_Directions_
Copy out every line of the records that contains the word "Each". Capitalization matters.

_Data lines_
..............................

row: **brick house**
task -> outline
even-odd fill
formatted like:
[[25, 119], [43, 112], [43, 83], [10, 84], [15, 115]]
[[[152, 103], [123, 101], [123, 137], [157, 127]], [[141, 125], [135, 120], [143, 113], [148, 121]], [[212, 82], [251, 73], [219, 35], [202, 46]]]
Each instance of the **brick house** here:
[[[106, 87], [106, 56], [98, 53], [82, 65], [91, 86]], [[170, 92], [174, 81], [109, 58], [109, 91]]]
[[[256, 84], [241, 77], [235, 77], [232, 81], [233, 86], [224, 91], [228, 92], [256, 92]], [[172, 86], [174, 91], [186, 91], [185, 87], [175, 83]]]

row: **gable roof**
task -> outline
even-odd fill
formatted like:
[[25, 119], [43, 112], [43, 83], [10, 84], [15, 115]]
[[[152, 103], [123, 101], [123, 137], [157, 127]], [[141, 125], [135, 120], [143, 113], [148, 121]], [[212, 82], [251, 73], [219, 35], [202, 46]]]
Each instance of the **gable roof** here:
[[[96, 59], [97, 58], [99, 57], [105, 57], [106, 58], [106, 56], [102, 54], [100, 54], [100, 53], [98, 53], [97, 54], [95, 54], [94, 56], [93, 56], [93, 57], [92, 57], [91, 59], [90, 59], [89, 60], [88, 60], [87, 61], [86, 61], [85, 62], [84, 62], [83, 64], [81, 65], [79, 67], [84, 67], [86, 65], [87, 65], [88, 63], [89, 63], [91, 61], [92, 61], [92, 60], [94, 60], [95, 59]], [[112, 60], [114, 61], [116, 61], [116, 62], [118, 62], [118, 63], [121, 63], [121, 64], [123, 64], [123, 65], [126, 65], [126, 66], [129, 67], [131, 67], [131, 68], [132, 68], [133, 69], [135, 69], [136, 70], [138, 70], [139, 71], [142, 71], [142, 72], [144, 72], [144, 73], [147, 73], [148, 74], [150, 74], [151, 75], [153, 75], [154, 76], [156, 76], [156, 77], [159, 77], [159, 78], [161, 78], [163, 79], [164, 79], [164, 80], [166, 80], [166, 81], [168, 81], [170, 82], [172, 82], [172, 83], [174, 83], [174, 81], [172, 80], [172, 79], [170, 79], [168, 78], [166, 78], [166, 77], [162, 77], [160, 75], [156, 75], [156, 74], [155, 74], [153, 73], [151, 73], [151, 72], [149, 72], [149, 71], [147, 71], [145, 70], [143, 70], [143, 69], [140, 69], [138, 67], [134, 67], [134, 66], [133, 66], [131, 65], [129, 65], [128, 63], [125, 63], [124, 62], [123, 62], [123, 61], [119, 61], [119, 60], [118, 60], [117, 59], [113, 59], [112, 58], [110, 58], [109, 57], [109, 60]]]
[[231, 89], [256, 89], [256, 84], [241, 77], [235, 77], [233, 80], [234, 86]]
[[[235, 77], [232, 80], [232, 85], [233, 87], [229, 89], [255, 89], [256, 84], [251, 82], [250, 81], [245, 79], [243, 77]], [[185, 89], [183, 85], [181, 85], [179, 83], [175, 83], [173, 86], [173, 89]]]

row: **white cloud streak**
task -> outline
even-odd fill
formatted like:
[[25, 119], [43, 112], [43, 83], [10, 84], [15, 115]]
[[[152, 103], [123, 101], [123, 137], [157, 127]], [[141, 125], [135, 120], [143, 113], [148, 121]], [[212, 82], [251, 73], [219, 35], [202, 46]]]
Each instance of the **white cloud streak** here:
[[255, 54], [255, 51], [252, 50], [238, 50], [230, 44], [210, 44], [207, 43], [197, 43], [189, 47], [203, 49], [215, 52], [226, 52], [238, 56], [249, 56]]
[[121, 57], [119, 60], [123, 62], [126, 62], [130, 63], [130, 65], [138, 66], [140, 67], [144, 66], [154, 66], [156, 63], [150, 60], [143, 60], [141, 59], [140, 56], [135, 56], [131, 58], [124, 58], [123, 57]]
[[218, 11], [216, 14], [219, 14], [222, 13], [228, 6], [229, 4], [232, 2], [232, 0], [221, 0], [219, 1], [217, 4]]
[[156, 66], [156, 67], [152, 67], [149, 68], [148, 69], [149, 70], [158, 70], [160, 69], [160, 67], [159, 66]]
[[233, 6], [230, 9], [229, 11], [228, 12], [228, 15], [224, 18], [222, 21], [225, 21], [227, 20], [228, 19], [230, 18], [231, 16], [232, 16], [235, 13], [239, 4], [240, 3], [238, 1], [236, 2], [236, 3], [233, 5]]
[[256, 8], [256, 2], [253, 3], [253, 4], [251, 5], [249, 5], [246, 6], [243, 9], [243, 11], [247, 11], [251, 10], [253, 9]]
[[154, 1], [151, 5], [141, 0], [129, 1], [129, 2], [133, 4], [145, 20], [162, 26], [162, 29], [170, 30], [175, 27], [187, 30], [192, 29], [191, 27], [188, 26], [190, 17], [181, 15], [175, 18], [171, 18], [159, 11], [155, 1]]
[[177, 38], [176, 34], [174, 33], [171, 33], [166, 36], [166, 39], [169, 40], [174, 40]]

..............................

_Output of the task_
Each instance of the **brick house** here:
Each instance of the **gable roof** here:
Each instance of the **white cloud streak** here:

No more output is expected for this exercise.